EXERCISE OBJECTIVE: Convert the lines below, from the one containing "Locate the sky;" through the last line, into a JSON list of strings with one string per line and no blank lines. Include both the starting line and the final one.

RECORDED INFORMATION:
--------------------------------------------------
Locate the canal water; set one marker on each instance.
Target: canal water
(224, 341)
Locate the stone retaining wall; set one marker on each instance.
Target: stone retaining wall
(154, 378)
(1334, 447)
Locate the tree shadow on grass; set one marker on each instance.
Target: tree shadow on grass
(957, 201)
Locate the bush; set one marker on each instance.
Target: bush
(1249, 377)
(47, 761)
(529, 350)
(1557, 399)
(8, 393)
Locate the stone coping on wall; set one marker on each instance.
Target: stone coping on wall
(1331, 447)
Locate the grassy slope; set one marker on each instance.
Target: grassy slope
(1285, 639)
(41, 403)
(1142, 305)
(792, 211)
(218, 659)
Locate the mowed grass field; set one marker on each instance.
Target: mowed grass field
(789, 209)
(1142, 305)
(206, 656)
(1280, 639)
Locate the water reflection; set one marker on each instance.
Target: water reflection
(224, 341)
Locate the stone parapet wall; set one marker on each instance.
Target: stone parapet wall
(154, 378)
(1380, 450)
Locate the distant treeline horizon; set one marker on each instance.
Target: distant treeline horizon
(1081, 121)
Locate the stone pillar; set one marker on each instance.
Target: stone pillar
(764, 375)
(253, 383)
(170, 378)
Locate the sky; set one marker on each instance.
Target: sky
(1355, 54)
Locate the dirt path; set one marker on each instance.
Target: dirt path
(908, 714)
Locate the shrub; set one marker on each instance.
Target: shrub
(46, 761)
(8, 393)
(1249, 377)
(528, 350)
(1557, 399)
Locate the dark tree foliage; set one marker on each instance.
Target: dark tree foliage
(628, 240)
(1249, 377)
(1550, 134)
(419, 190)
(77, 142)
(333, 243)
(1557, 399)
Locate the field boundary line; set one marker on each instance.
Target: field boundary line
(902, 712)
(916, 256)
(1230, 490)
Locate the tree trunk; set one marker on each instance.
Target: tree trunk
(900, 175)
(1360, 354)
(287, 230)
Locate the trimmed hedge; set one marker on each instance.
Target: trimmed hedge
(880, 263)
--------------------------------------------------
THE RESULT:
[
  "Locate the sky; set one marker on each instance.",
  "Target: sky",
  "(1355, 54)",
  "Locate the dirt path; set one marker on each instance.",
  "Target: dirt path",
  "(908, 714)",
  "Locate the shrub; set one marker on each instance.",
  "Target: shrub",
  "(46, 761)",
  "(8, 393)",
  "(1249, 377)",
  "(528, 350)",
  "(1557, 399)",
  "Locate the dark tree foliage; set one marker on each instance.",
  "Target: dark tree foliage",
  "(628, 240)",
  "(1249, 377)",
  "(1550, 134)",
  "(419, 190)",
  "(77, 142)",
  "(333, 243)",
  "(1557, 399)",
  "Locate the field boundary line; set one marker on each instance.",
  "Target: field boundary line",
  "(902, 712)",
  "(916, 256)",
  "(1230, 490)",
  "Locate the tree trunk; set one marker on each instance.",
  "Target: tree trunk",
  "(900, 175)",
  "(1360, 354)",
  "(287, 230)",
  "Locate the trimmed hedge; set one marker on each instance.",
  "Target: trimmed hedge",
  "(880, 263)"
]